A Many people believe that Jesus descended into hell after the crucifixion, and this idea is stated in the Apostle’s Creed. I don’t agree and there are several reasons. First, there are a couple of specific Scriptural statements by Jesus that seem to me to make this impossible.

Luke 23:43: “And Jesus said to him [the thief on the cross], “Assuredly, I say to you, TODAY you will be with Me in Paradise.””

John 16:28: “I came forth from the Father and have come into the world. Again, I leave the world and go to the Father.”

··········

▶ **Complete the following**
**a.** Reproduce the passage about Jesus descending into hell from "A Many people" up to and including "make this impossible.".
**b.** In the passage about Jesus descending into hell, which creed is said to state this idea?

··········

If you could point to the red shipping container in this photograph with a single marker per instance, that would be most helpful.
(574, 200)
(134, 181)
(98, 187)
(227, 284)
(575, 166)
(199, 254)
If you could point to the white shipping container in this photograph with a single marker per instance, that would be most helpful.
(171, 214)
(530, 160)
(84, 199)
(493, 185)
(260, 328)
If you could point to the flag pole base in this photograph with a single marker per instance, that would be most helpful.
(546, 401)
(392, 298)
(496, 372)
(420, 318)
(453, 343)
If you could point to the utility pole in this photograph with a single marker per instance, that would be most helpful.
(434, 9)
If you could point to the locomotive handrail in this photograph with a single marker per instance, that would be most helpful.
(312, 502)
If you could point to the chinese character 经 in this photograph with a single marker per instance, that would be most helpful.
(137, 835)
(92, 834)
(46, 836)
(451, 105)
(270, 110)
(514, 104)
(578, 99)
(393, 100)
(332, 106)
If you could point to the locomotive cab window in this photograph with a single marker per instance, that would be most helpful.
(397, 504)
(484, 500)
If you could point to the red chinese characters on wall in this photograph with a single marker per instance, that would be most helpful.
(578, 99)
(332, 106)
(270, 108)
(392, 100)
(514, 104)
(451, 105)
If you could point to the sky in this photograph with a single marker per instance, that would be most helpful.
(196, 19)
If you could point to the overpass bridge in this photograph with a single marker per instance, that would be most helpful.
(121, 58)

··········

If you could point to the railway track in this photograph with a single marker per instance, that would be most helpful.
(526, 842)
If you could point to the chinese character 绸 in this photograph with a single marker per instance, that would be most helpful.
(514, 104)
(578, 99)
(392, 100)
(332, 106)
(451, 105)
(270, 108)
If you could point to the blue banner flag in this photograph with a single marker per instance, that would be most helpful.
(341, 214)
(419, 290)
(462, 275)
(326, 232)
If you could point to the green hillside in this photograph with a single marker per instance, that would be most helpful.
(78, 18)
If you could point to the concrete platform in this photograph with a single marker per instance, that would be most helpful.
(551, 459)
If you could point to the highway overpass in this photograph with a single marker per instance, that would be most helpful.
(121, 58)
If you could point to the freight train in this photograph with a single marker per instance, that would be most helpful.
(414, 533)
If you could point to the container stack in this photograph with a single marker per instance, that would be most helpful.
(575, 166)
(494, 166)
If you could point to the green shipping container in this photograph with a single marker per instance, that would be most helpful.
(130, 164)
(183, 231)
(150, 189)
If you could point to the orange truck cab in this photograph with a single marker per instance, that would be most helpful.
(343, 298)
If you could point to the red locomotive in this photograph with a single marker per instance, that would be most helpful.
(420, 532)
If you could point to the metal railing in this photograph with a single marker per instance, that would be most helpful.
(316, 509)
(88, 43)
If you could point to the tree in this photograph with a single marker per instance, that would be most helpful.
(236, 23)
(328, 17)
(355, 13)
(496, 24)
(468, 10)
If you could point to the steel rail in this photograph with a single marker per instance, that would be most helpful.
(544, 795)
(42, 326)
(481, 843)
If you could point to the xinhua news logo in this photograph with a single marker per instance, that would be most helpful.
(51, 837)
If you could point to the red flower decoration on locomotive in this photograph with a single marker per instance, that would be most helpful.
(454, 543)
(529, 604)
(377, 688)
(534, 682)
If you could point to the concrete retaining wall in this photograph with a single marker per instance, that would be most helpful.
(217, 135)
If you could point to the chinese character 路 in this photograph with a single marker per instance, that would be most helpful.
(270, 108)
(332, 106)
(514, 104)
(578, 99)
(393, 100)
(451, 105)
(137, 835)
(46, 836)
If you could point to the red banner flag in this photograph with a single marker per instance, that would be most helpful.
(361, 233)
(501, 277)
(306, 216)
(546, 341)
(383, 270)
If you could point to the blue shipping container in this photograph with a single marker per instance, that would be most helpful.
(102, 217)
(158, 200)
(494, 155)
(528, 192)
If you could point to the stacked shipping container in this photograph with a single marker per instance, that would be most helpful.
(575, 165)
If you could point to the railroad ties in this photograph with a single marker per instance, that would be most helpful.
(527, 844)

··········

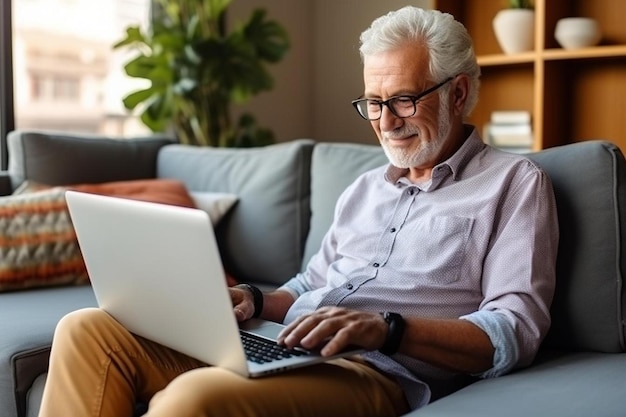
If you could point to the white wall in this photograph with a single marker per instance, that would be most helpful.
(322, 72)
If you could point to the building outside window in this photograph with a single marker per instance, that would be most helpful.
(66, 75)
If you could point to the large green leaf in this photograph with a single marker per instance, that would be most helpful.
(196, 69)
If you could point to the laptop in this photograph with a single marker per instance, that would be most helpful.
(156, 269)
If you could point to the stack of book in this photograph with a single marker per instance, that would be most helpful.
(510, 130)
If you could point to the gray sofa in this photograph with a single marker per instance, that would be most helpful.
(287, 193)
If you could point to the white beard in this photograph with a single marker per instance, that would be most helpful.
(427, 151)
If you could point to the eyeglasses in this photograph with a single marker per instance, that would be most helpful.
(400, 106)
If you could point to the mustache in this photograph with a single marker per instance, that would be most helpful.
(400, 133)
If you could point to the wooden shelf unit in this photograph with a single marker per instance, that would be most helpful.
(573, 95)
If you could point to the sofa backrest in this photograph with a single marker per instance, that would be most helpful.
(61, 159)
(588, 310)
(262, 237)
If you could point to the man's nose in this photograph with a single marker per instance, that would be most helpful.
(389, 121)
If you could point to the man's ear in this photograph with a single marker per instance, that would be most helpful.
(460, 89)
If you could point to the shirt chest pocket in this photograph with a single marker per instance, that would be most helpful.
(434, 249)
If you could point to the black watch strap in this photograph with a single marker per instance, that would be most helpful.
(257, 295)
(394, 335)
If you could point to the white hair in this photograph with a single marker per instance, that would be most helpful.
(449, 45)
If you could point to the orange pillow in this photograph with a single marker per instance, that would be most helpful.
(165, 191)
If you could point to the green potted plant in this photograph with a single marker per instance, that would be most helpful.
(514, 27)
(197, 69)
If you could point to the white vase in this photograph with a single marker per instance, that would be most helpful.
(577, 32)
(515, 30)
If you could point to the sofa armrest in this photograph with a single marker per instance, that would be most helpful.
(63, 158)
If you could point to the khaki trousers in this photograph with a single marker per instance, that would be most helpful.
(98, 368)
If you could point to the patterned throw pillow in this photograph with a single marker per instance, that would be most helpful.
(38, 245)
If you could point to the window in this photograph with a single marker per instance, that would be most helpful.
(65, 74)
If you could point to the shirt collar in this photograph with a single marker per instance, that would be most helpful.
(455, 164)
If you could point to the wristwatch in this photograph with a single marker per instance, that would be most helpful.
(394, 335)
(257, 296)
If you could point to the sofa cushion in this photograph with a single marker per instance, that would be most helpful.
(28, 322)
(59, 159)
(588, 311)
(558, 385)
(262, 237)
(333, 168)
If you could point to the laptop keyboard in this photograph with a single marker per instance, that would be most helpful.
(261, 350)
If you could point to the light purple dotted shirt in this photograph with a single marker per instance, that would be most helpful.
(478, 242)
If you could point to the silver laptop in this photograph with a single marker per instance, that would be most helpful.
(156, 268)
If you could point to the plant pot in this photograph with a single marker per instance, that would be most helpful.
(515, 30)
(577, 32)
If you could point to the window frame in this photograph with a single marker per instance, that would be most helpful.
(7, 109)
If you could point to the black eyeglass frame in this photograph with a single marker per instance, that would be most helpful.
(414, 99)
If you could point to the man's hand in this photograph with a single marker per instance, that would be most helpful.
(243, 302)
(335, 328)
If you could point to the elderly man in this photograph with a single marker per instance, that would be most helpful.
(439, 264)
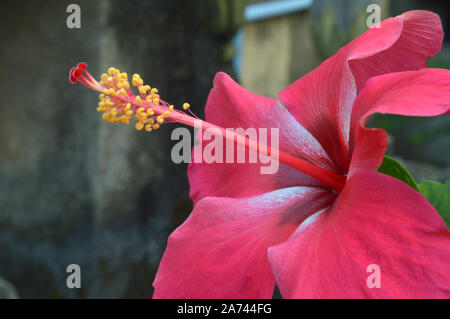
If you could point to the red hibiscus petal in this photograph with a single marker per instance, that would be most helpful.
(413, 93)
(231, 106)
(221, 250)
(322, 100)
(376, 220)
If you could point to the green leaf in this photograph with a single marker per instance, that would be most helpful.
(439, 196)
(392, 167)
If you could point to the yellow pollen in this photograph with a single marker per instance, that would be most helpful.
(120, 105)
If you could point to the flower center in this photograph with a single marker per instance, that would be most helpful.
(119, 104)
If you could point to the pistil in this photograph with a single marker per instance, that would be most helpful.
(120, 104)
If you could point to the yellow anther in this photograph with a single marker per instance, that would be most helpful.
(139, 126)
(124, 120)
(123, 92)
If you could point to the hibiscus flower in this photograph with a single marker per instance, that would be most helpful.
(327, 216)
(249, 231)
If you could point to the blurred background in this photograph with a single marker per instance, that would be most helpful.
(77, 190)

··········

▶ **Results by task**
**a.**
A Many people believe that Jesus descended into hell after the crucifixion, and this idea is stated in the Apostle’s Creed. I don’t agree and there are several reasons. First, there are a couple of specific Scriptural statements by Jesus that seem to me to make this impossible.

**b.** The Apostle's Creed